> **题目 1**
从下面的记录里找出所有含有字符串“white”的行，一行不落地抄出来。大小写要完全对上。

> **原文节选**
--- --- ---
(2019-2020 ACM-ICPC Brazil Subregional Programming Contest)
(A.Artwork)
并查集,把检测区域能在一起的检测器放在一个并查集里,然后判断是否有一个集合能够封住左边和上边的其中一个还有右边和下边的其中一个即可
//#pragma comment(linker, "/STACK:1024000000,1024000000")
#include<bits/stdc++.h>
using namespace std;
function<void(void)> ____ = [](){ios_base::sync_with_stdio(false); cin.tie(0); cout.tie(0);};
const int MAXN = 1111;
const int INF = 0x3f3f3f3f;
int n,m,k,root[MAXN],tot;
pair<pair<int,int>,int> sensor[MAXN];
vector<int> SET[MAXN];
map<int,int> mp;
int findx(int x){
if(x!=root[x]) root[x] = findx(root[x]);
return root[x];
}
int dist(const pair<int,int> &A, const pair<int,int> &B){
return (A.first-B.first)*(A.first-B.first)+(A.second-B.second)*(A.second-B.second);
}
int main(){
scanf("%d %d %d",&n,&m,&k);
for(int i = 1; i <= k; i++) scanf("%d %d %d",&sensor[i].first.first,&sensor[i].first.second,&sensor[i].second);
for(int i = 1; i <= k; i++) root[i] = i;
for(int i = 1; i <= k; i++) for(int j = i+1; j <= k; j++){
int fa = findx(i);
int fb = findx(j);
if(fa==fb) continue;
if((sensor[i].second+sensor[j].second)*(sensor[i].second+sensor[j].second)>=dist(sensor[i].first,sensor[j].first)){
root[fa] = fb;
}
}
for(int i = 1; i <= k; i++){
if(!mp.count(findx(i))) mp.insert(make_pair(findx(i),++tot));
SET[mp.at(findx(i))].emplace_back(i);
}
bool ok = true;
for(int i = 1; i <= tot; i++){
int u = -INF, d = INF, l = INF, r = -INF;
for(auto p : SET[i]){
u = max(u,sensor[p].first.second+sensor[p].second);
d = min(d,sensor[p].first.second-sensor[p].second);
l = min(l,sensor[p].first.first-sensor[p].second);
r = max(r,sensor[p].first.first+sensor[p].second);
}
if((u>=m||l<=0)&&(d<=0||r>=n)){
ok = false;
break;
}
}
puts(ok?"S":"N");
return 0;
}
(B.Buffoon)
--- --- ---
> **本题输入**
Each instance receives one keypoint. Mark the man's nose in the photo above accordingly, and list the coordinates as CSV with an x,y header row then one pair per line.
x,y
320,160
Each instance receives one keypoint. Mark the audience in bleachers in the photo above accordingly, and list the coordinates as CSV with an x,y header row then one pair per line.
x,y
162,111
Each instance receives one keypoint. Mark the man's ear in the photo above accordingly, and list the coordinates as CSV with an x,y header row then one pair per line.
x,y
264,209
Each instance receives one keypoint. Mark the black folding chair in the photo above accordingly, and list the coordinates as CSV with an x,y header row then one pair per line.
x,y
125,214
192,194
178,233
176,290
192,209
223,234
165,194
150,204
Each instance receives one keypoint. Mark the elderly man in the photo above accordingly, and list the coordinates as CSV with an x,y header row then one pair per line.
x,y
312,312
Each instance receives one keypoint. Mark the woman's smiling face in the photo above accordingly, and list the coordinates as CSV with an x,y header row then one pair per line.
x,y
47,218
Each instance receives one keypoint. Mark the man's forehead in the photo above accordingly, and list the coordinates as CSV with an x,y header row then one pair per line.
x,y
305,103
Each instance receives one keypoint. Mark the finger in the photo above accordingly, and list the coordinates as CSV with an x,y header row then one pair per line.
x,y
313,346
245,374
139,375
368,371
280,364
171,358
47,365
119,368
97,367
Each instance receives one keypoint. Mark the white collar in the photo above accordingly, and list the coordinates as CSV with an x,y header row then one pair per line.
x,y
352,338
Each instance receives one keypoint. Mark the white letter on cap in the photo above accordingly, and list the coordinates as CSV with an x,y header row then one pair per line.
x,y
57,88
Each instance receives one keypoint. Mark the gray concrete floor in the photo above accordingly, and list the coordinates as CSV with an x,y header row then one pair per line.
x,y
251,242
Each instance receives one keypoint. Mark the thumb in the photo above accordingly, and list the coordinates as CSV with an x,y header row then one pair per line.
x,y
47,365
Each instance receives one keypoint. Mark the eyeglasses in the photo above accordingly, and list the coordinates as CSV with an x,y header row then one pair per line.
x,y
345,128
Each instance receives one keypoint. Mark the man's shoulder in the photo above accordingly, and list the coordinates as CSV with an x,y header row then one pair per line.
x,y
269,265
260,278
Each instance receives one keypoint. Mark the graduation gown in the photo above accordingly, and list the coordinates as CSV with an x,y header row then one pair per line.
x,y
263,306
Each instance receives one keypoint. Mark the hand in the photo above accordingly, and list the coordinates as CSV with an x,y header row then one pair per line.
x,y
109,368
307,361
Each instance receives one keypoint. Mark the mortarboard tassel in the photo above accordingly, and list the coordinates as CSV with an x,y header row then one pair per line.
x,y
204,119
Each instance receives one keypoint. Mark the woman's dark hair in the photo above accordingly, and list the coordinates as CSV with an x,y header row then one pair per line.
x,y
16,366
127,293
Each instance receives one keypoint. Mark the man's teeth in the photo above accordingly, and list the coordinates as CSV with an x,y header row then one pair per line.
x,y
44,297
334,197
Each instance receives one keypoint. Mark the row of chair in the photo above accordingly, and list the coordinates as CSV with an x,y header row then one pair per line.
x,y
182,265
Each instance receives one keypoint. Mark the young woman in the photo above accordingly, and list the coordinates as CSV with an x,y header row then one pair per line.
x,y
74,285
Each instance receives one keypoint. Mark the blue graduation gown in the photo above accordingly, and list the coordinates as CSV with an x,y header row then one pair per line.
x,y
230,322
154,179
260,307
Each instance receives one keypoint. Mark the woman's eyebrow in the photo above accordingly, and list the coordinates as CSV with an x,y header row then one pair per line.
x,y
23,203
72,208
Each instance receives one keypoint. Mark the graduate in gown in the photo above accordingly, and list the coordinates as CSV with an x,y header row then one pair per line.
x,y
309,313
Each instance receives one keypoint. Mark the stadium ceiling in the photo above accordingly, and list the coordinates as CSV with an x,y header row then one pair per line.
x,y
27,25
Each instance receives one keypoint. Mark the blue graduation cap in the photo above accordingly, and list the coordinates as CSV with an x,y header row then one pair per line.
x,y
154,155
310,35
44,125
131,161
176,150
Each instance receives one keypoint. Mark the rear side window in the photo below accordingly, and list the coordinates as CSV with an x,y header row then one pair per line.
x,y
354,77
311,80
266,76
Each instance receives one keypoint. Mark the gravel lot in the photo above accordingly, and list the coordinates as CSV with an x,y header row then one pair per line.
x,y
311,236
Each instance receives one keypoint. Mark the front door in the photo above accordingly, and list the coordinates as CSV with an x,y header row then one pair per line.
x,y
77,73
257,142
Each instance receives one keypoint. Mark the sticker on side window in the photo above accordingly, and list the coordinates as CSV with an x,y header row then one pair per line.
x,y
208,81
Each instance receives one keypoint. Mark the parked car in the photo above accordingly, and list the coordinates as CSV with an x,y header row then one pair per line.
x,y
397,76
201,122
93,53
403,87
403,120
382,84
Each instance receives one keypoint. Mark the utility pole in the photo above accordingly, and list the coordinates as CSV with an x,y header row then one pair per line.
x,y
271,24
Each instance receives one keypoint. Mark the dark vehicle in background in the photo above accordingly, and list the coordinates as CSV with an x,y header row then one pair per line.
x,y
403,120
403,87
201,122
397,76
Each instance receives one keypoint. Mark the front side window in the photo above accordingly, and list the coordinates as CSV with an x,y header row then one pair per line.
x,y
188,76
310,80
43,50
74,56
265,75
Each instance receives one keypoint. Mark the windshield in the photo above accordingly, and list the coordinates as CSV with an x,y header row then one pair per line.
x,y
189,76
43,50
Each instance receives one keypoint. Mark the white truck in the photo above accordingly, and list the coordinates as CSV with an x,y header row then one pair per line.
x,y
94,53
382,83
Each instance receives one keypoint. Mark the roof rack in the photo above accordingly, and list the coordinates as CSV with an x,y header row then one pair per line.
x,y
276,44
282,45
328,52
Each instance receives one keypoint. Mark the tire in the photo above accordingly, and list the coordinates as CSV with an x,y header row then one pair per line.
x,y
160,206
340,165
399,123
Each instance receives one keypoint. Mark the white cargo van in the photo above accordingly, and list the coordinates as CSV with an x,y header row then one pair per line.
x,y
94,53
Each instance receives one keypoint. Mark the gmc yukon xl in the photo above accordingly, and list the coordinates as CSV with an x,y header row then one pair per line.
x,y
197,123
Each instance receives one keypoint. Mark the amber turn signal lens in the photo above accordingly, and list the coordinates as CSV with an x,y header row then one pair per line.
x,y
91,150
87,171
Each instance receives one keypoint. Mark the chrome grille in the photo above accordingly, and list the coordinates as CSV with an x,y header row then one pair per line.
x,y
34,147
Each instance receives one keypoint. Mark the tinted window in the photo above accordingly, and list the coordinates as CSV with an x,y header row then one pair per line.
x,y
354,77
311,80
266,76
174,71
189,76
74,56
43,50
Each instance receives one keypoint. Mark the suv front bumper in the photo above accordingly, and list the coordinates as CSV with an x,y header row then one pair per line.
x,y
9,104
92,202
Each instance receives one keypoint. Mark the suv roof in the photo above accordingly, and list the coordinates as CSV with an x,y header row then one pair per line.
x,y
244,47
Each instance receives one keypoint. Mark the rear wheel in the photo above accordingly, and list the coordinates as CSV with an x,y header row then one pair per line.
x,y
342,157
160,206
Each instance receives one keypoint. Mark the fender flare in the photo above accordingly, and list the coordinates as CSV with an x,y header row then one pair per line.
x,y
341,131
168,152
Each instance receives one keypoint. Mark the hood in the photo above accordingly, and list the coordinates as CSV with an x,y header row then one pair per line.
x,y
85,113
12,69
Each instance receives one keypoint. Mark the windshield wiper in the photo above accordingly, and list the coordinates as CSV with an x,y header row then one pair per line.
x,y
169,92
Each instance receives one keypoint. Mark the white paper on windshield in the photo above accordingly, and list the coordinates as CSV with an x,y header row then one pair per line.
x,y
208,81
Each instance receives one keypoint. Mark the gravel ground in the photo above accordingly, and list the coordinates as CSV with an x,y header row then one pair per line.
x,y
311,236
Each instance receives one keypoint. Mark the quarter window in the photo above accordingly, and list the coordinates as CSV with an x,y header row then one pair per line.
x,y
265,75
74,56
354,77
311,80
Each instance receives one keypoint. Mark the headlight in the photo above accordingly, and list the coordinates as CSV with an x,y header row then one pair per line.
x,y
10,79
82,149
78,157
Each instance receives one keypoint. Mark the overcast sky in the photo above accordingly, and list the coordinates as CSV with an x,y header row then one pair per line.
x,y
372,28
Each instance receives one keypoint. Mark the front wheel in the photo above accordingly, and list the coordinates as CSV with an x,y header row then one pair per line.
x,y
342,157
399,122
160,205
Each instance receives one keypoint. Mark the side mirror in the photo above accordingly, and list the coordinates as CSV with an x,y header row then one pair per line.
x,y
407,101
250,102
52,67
--- --- ---
> **题目 2**
把节选中以“并查集,把检测区域”开头的那段话改得更短一些，主要意思都要留着。

> **最终答案 1**
Each instance receives one keypoint. Mark the white collar in the photo above accordingly, and list the coordinates as CSV with an x,y header row then one pair per line.
Each instance receives one keypoint. Mark the white letter on cap in the photo above accordingly, and list the coordinates as CSV with an x,y header row then one pair per line.
Each instance receives one keypoint. Mark the white truck in the photo above accordingly, and list the coordinates as CSV with an x,y header row then one pair per line.
Each instance receives one keypoint. Mark the white cargo van in the photo above accordingly, and list the coordinates as CSV with an x,y header row then one pair per line.
Each instance receives one keypoint. Mark the white paper on windshield in the photo above accordingly, and list the coordinates as CSV with an x,y header row then one pair per line.

> **最终答案 2**
用并查集把检测区域连在一起的检测器归成一组。然后看有没有哪一组能同时封住两处：一处是左边或上边，另一处是右边或下边。